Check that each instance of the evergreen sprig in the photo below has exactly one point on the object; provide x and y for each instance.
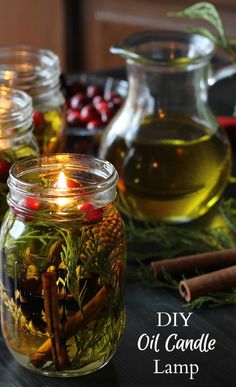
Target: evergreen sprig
(207, 12)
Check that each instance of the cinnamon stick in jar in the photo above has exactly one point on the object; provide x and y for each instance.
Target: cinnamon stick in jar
(51, 307)
(216, 281)
(188, 264)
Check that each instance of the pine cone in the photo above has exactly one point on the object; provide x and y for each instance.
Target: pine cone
(104, 237)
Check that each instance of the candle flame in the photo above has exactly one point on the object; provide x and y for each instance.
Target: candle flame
(61, 183)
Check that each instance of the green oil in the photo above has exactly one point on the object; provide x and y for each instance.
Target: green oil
(172, 169)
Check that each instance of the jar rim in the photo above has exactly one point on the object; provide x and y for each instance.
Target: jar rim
(16, 111)
(103, 172)
(165, 48)
(29, 68)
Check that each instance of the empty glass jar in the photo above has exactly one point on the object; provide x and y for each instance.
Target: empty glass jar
(172, 158)
(37, 72)
(16, 138)
(62, 265)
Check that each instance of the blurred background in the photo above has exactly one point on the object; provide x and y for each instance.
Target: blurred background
(81, 31)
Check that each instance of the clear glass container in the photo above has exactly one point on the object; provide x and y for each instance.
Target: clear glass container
(172, 158)
(37, 72)
(62, 265)
(16, 138)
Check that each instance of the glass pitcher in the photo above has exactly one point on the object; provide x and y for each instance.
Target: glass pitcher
(172, 157)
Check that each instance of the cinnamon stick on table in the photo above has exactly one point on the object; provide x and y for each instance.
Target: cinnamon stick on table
(216, 281)
(78, 321)
(51, 307)
(185, 265)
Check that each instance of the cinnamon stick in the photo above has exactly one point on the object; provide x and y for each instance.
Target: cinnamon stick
(78, 321)
(216, 281)
(186, 265)
(51, 307)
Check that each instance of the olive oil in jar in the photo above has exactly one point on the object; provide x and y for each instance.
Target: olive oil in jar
(170, 178)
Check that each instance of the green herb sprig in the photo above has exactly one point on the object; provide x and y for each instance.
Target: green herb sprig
(206, 11)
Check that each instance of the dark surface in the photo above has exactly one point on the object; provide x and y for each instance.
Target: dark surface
(133, 368)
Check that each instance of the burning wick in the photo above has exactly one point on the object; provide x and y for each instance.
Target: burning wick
(61, 184)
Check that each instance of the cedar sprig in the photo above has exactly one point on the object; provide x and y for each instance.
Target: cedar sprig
(207, 12)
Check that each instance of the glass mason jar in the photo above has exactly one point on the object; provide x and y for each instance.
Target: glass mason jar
(16, 138)
(37, 72)
(62, 265)
(172, 158)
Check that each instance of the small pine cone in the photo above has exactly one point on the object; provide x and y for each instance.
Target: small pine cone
(104, 236)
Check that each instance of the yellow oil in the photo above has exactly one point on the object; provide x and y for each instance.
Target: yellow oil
(173, 170)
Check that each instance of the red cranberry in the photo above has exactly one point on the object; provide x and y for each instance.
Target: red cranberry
(38, 119)
(88, 113)
(102, 106)
(110, 95)
(93, 214)
(94, 124)
(78, 101)
(92, 91)
(106, 116)
(73, 87)
(117, 101)
(4, 170)
(97, 99)
(73, 118)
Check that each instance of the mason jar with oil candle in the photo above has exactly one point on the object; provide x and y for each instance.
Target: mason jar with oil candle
(62, 265)
(16, 138)
(37, 72)
(172, 158)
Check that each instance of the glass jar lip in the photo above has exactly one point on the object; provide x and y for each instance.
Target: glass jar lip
(28, 68)
(165, 48)
(16, 111)
(65, 162)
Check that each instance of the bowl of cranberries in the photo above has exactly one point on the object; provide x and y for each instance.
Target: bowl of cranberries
(91, 102)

Aim of the exercise:
Could you set down the records above word for word, without any of the pictures?

Written answer:
Check that each instance of the evergreen sprig in the photo below has exactly one point on the object; provide x and y for each instance.
Target: evergreen sprig
(207, 12)
Check that each instance of the cinnamon stick in jar in the photo above has exactly one point on the object; provide x and y for each instance.
Target: cinnamon stick in jar
(51, 307)
(216, 281)
(188, 264)
Check that each instance of the pine cone in the photo above has exactly one point on the object; provide x and y for each instance.
Target: pine cone
(104, 237)
Check that each instance of the candle flame in the photo above has exactly one point on the object; provide x and y for each instance.
Target: candle flame
(61, 183)
Check that each instance of the green oil in the photo above has exactly one point on the object; provide x and y for each instance.
Target: green oil
(172, 169)
Check that each instance of the jar rim in the photo above has exactly one point on the object; provide x and y for each instance.
Target: jar rim
(16, 111)
(103, 172)
(165, 48)
(29, 68)
Check that each instance of the empty glass jar in the photo above has exactly one point on the object; provide x and y for each instance.
Target: empty glass jar
(172, 158)
(37, 72)
(16, 138)
(62, 265)
Check that each instance of the blurred background in the photo above has exactly one point on the object; provide x and y for each instance.
Target: blurred background
(81, 31)
Check that each instance of the clear glass container in the photo above has exactly one point on the object; provide x and y for each instance.
Target: clear glass container
(172, 158)
(37, 72)
(62, 265)
(16, 138)
Check that each instance of the glass pitcher in the photo above has exactly one point on the object; provide x and y for each instance.
Target: glass pitcher
(172, 157)
Check that each instance of the cinnamon stick on table in the photo above has exactly one point on the object; provide x and y for each instance.
Target: cinnamon stick on table
(216, 281)
(78, 321)
(51, 307)
(185, 265)
Check that each instance of the cinnamon stick in the photo above has exactly one point on the object; provide x and y for each instance.
Target: cinnamon stick
(78, 321)
(216, 281)
(186, 265)
(51, 307)
Check that each instance of the olive oil in jar in the photo above has exactly one point on the object; provide x and y for each instance.
Target: olive oil in jar
(170, 178)
Check that each instance of the green herb sprig in the photo above has exactly one point on the object; provide x and y for each instance.
Target: green herb sprig
(206, 11)
Check that each instance of the dark surface in the photo above has exactly one point on the object; provide x and y for each instance.
Target: dark surface
(133, 368)
Check that each instance of the burning wick in the photo above has exactly one point on the object; provide x and y for each instance.
Target: burning wick
(61, 184)
Check that each instance of the cedar sprig in the photo above has exactly one point on the object; provide x and y for each instance.
Target: cedar sprig
(207, 12)
Check that each instance of the glass mason jar in the photo above has exactly one point on the object; provide x and y for each instance.
Target: glass mason jar
(16, 138)
(37, 72)
(62, 265)
(172, 158)
Check that each instance of the small pine cone in the photo above has exactly one point on the object; provide x and y for each instance.
Target: small pine cone
(104, 236)
Check that each instance of the yellow oil in the photo above has exactly one point on the object; provide x and y for each instance.
Target: yellow oil
(173, 170)
Check that each instance of the red cranberry in the photo above has exactly one point on the object; provide x and y for each instance.
Target: red cranberry
(38, 119)
(88, 113)
(102, 106)
(110, 95)
(93, 214)
(94, 124)
(78, 101)
(92, 91)
(106, 116)
(73, 87)
(117, 101)
(4, 170)
(97, 99)
(73, 118)
Check that each instance of the mason jar with oil candle in the photo above has exactly one point on the object; provide x and y for each instance.
Target: mason jar with oil candle
(62, 265)
(16, 138)
(37, 72)
(172, 158)
Check that each instance of the glass jar lip in the photo above has exactly one point on the object; provide x and y for each instance.
Target: glass jar lip
(28, 68)
(165, 48)
(16, 111)
(65, 162)
Check that each instance of the bowl of cranberries in the photo above has exactly one point on the object; provide x and y for each instance.
Target: bowl of cranberries
(91, 102)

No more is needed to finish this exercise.